REQUEST:
Report every line of the listing below that contains the word "dark".

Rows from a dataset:
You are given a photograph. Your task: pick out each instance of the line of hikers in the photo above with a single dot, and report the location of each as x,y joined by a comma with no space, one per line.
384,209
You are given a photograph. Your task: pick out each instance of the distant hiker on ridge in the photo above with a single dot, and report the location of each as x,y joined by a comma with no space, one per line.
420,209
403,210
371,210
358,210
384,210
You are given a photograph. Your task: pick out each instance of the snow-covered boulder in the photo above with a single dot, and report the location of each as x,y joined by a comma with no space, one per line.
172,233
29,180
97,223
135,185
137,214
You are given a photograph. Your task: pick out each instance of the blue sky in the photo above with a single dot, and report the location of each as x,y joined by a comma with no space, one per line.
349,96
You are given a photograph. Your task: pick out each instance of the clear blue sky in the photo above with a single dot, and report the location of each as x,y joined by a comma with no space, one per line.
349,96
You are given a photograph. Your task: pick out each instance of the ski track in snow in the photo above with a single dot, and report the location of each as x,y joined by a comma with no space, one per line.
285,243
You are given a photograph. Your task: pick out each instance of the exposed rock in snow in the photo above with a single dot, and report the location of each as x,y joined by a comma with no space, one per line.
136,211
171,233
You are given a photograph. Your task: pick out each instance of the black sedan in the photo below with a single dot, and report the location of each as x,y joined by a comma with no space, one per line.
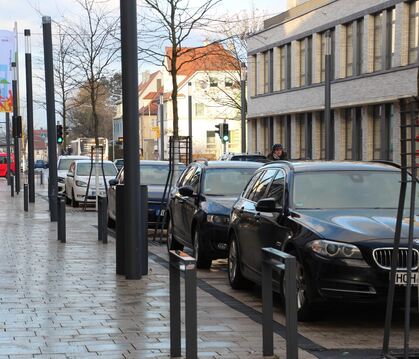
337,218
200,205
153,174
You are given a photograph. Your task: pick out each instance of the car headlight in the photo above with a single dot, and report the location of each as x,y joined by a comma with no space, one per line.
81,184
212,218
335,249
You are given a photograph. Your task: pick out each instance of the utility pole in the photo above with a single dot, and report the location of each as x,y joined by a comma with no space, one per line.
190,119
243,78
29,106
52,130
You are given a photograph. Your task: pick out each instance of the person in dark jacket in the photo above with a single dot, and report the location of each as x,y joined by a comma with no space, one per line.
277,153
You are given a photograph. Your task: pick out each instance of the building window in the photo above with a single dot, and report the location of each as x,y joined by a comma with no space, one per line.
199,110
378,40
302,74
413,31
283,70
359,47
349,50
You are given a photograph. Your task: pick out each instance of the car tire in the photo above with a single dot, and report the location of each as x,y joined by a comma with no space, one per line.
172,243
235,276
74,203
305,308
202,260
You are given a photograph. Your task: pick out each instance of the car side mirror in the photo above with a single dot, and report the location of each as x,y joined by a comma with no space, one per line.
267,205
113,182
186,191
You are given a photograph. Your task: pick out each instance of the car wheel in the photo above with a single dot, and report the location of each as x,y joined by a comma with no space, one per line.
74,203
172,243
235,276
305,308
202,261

--

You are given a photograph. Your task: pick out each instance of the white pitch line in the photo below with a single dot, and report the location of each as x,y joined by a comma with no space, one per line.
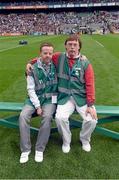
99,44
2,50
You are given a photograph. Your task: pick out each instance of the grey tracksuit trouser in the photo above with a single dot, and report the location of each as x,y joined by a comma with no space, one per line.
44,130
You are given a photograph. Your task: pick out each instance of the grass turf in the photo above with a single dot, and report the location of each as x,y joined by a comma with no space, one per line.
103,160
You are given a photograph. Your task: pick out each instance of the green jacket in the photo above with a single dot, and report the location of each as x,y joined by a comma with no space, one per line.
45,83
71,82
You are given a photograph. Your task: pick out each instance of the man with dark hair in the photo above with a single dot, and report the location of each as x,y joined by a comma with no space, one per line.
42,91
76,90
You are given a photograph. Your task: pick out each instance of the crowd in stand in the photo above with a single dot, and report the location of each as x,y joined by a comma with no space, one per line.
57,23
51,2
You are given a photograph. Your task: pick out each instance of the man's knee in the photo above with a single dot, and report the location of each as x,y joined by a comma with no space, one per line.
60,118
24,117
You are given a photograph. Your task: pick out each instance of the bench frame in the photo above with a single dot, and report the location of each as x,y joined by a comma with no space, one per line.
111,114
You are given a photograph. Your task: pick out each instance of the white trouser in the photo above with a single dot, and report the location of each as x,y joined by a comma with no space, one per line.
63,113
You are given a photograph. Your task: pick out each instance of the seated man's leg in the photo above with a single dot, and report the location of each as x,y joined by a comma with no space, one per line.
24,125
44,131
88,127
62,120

TASK RESULT:
You are given a photograph. Your task: pick out each instance of the person in dark jacket in the photo above with a single dot, and report the location of each as x,y joined by a comma with no space, one per line.
You are given a photograph. Your task: pick out each instance of the man with dark hair in the photo above with a single dot, and report the location of each as x,y joined by a comma with no space, one per line.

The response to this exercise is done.